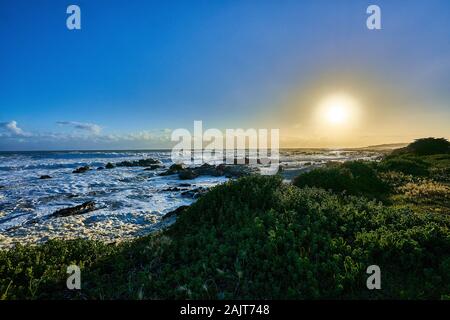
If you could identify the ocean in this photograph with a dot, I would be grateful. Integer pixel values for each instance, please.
(130, 201)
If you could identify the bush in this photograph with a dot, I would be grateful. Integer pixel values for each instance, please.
(405, 164)
(427, 146)
(353, 177)
(250, 239)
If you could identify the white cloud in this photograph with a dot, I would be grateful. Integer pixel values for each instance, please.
(11, 129)
(86, 136)
(90, 127)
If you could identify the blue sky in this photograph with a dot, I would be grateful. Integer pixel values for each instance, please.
(138, 69)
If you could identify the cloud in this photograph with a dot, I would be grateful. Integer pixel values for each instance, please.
(12, 129)
(86, 136)
(90, 127)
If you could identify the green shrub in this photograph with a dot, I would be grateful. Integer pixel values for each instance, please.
(405, 164)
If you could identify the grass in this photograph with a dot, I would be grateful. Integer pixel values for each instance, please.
(258, 238)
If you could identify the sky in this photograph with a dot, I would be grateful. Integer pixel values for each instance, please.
(139, 69)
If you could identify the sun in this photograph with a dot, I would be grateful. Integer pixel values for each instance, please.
(337, 109)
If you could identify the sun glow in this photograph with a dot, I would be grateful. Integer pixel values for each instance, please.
(337, 109)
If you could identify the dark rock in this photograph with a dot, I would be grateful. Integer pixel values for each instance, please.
(195, 193)
(172, 189)
(184, 185)
(175, 168)
(138, 163)
(82, 208)
(152, 167)
(109, 165)
(81, 169)
(175, 212)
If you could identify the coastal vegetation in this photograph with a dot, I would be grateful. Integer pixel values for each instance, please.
(259, 238)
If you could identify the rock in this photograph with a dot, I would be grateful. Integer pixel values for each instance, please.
(187, 174)
(138, 163)
(172, 189)
(109, 165)
(184, 185)
(175, 212)
(152, 167)
(81, 169)
(82, 208)
(208, 170)
(175, 168)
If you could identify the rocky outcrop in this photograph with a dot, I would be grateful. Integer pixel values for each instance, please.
(175, 213)
(195, 193)
(152, 167)
(229, 171)
(139, 163)
(187, 174)
(81, 169)
(175, 168)
(72, 211)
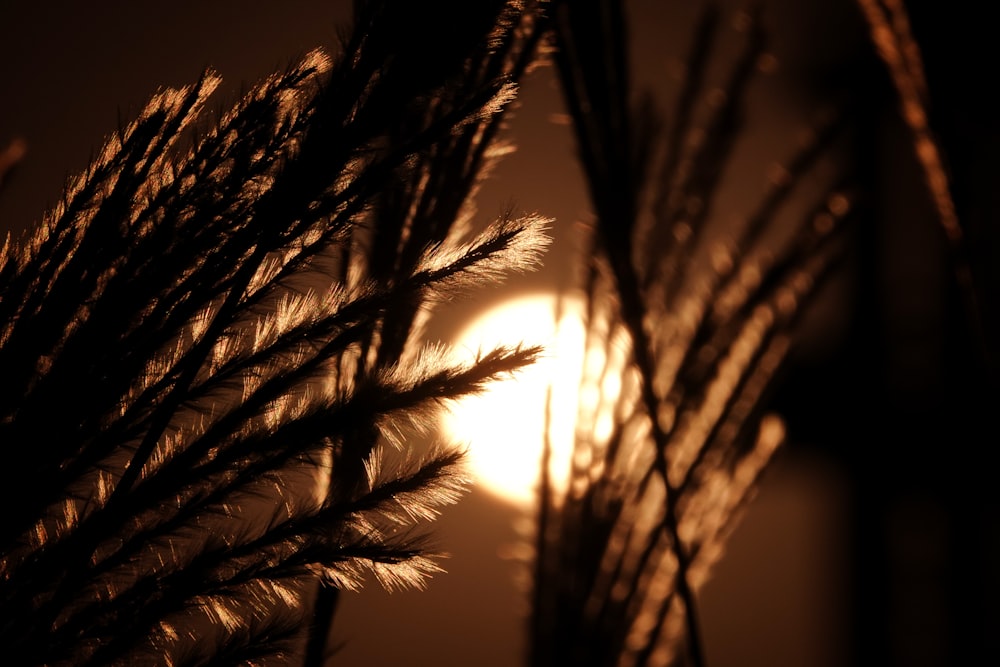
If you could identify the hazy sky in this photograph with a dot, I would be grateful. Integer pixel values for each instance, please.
(69, 71)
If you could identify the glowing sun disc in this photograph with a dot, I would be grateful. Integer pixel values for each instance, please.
(504, 426)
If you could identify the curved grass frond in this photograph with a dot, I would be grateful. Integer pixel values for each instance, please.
(191, 342)
(686, 332)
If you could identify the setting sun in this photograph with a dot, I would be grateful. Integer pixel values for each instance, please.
(504, 427)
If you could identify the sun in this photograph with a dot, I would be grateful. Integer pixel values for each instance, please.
(505, 427)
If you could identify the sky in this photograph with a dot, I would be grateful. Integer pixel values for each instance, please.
(69, 72)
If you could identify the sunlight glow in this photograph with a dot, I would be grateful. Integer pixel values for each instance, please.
(504, 426)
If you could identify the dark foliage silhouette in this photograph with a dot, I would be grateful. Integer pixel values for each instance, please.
(210, 376)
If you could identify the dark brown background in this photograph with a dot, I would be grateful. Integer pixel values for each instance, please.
(874, 539)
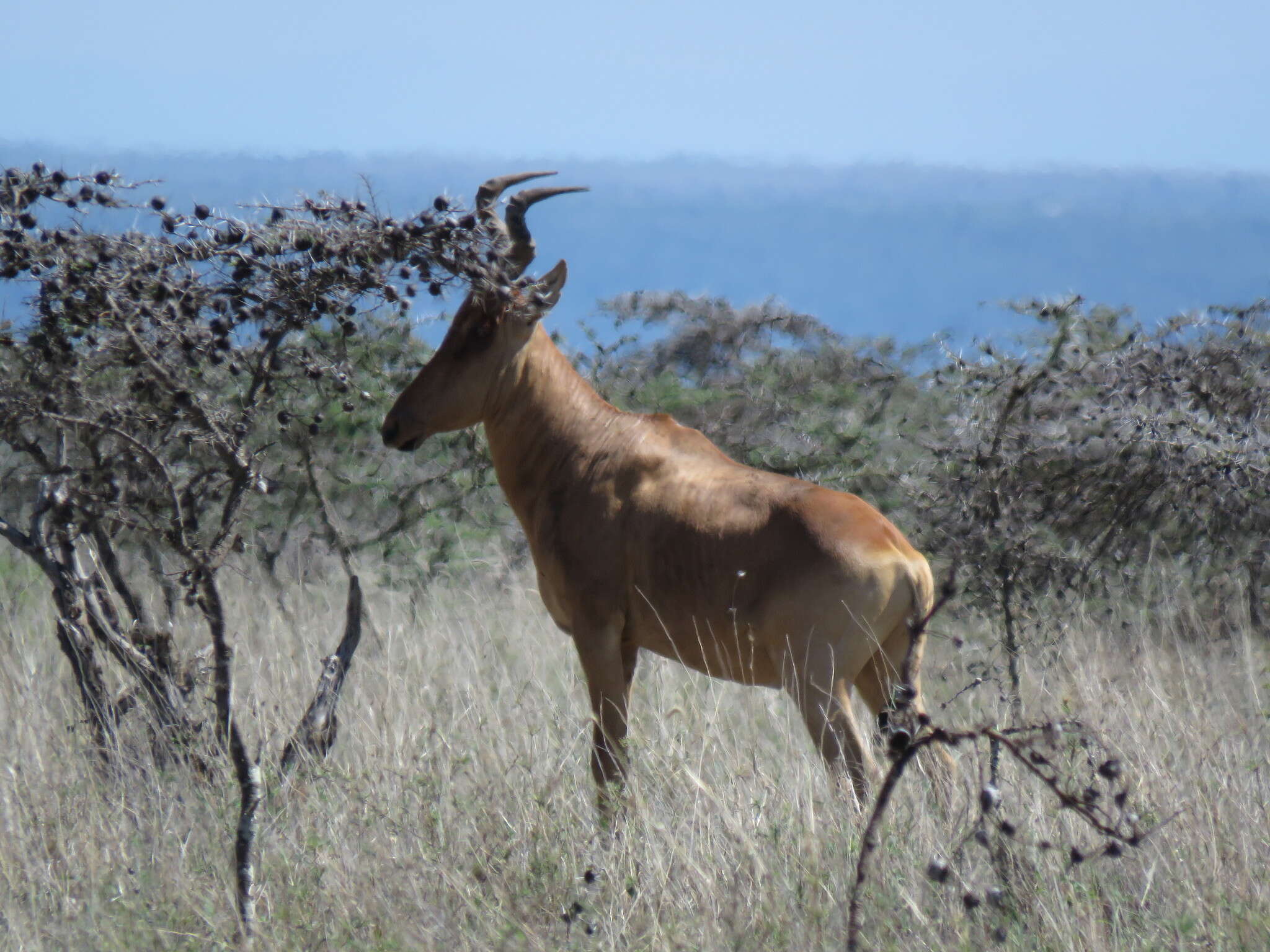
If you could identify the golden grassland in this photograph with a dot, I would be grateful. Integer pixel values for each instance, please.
(456, 810)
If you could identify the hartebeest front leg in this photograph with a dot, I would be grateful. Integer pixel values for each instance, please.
(609, 664)
(825, 701)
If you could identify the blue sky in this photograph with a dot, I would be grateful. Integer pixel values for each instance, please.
(984, 83)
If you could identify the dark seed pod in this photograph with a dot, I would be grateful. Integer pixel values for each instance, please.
(1109, 770)
(990, 798)
(938, 871)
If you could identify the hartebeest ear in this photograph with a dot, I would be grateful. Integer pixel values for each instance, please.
(546, 291)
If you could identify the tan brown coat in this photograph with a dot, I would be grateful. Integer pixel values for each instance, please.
(647, 537)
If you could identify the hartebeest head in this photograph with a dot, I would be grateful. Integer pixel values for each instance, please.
(460, 384)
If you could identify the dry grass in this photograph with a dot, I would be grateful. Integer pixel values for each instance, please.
(456, 810)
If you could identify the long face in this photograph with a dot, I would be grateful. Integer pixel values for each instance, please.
(460, 385)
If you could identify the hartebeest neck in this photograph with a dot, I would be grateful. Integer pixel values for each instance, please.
(548, 426)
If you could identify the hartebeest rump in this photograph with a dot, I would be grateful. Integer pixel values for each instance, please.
(647, 536)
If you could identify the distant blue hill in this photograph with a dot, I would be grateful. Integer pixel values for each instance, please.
(873, 250)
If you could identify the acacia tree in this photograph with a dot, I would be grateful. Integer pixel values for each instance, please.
(1067, 464)
(141, 405)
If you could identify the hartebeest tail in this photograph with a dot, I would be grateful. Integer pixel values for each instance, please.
(646, 536)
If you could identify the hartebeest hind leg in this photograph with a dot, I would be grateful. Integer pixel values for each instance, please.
(609, 664)
(877, 684)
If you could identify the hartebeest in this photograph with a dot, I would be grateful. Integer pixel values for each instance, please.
(647, 536)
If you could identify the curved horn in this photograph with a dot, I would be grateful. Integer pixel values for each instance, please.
(522, 243)
(521, 252)
(488, 193)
****
> [HOW TO COMPLETE THIS TASK]: Give the data above again, exactly, with every picture removed.

> [RESPONSE TO THE EXERCISE]:
If you could identify the ocean in this photograph with a dot, I would be grateful. Integer pixel values for each instance, please.
(130, 201)
If you could identify the bush in this photograph with a dot, I would be grateful. Integer pixel values for each instance, please.
(405, 164)
(427, 146)
(353, 177)
(250, 239)
If you could identify the white cloud in this photograph with a dot, I would be grateful. Integer pixel values for each instance, please.
(11, 129)
(86, 136)
(90, 127)
If you could identify the blue sky in this photograph with a dot, I would be grateful. Integer pixel values for each instance, please.
(138, 69)
If you could identify the cloud in this photograph with a dot, I would be grateful. Integer pixel values for each instance, please.
(12, 129)
(86, 136)
(90, 127)
If you could identify the green shrub in this photograph with a dot, I would be grateful. Integer pixel values for each instance, please.
(405, 164)
If you could identify the grass in this photograph with a dot, I would be grateful. Integer pixel values for each instance, please.
(258, 238)
If you could identify the sky in this photograph with a dot, I would be grateful. Integer pixel values for each instance, please.
(139, 69)
If you could identify the sun in this photograph with a dot, I would be grateful. Integer pixel values for each instance, please.
(337, 109)
If you could identify the sun glow in this photograph with a dot, I would be grateful. Integer pixel values for each instance, please.
(337, 109)
If you could identify the dark rock in this photograph with a dot, I would be grateful. Integer pixel values for each instance, please.
(195, 193)
(172, 189)
(184, 185)
(175, 168)
(138, 163)
(82, 208)
(152, 167)
(109, 165)
(81, 169)
(175, 212)
If you could identify the coastal vegetation in this photograph with a dot, I would be grateful. Integer pixel values for each instance, please.
(259, 238)
If you could identify the rock in this photograph with a dot, I would be grateful. Integer pixel values for each instance, please.
(187, 174)
(138, 163)
(172, 189)
(109, 165)
(184, 185)
(175, 212)
(152, 167)
(81, 169)
(82, 208)
(208, 170)
(175, 168)
If you could identify the rocky outcrop in this photograph with a dot, I would be grateful. Integer pixel values for each instance, please.
(175, 213)
(195, 193)
(152, 167)
(229, 171)
(139, 163)
(187, 174)
(81, 169)
(175, 168)
(72, 211)
If you could identify the hazy sky in this photograph with a dot, I would be grateful. Integer pixel values for each instance, please.
(69, 71)
If you could identify the glowing sun disc in this photograph with a dot, I would be grateful. Integer pixel values for each instance, please.
(504, 426)
If you could identify the curved grass frond in this photograph with a dot, I would be grateful. Integer pixel values for each instance, please.
(191, 342)
(686, 332)
If you could identify the setting sun in this photograph with a dot, I would be grateful. Integer pixel values for each instance, please.
(504, 427)
If you could identify the sun in this photograph with a dot, I would be grateful. Integer pixel values for each instance, please.
(505, 427)
If you could identify the sky in this photograph with a dot, I would be grateful. Integer pixel values for each instance, please.
(69, 72)
If you could identify the sunlight glow in this photograph with a dot, I would be grateful. Integer pixel values for each instance, please.
(504, 426)
If you could identify the dark foliage silhouette in this photograph with a dot, I would be grateful. Integer pixel values for each instance, please.
(210, 376)
If you could identify the dark brown background in this photograph with a dot, I would be grateful. Integer pixel values for each instance, please.
(874, 539)
If you could identify the golden grassland in this photograph with a dot, I would be grateful. Integer pixel values for each instance, please.
(456, 810)
If you could identify the hartebeest front leg in this photograph with a dot, I would be grateful. Integer pixel values for each instance, please.
(609, 664)
(825, 701)
If you could identify the blue sky in this photograph with a dot, I would be grateful. Integer pixel values for each instance, please.
(984, 83)
If you could identify the dark seed pod in this photograph with a dot, I would be grateful. Integer pixel values for each instance, please.
(1109, 770)
(990, 798)
(938, 871)
If you could identify the hartebeest ear in this photograph with a dot, I would be grateful. Integer pixel values for each instance, please.
(546, 291)
If you could identify the tan brown coat in this photograph with a dot, I would be grateful. Integer pixel values for each instance, please.
(647, 537)
If you could identify the hartebeest head in this photograph with a dot, I would be grateful. Integer pixel values for each instance, please.
(460, 384)
If you could identify the dry grass in this photograph with a dot, I would be grateful. Integer pixel values for each instance, please.
(456, 810)
If you could identify the long face in this photograph with a dot, I would be grateful. Integer pixel values for each instance, please.
(460, 385)
If you could identify the hartebeest neck in this photograph with a dot, I would be grateful. Integer pixel values for each instance, please.
(548, 426)
If you could identify the hartebeest rump in this photograph with a dot, I would be grateful. Integer pixel values for each instance, please.
(647, 536)
If you could identify the distant blue hill in this photograph with a dot, I would be grateful. Integer pixel values for each instance, please.
(873, 250)
If you could identify the acacia tree in this photograph with a dot, I would be grateful. Integer pixel values for each instance, please.
(1067, 464)
(141, 405)
If you could identify the hartebeest tail in this photograph with a dot, I would be grateful. Integer pixel values for each instance, please.
(646, 536)
If you could identify the hartebeest hind leg in this photograph with a dot, I would be grateful. Integer pixel values for each instance, please.
(609, 664)
(877, 684)
If you could identify the hartebeest in this photograph with a dot, I would be grateful. Integer pixel values for each instance, please.
(647, 536)
If you could identify the curved horn in this photograph with a dot, I would be grateful. Integer pixel values for each instance, please.
(522, 243)
(521, 252)
(488, 193)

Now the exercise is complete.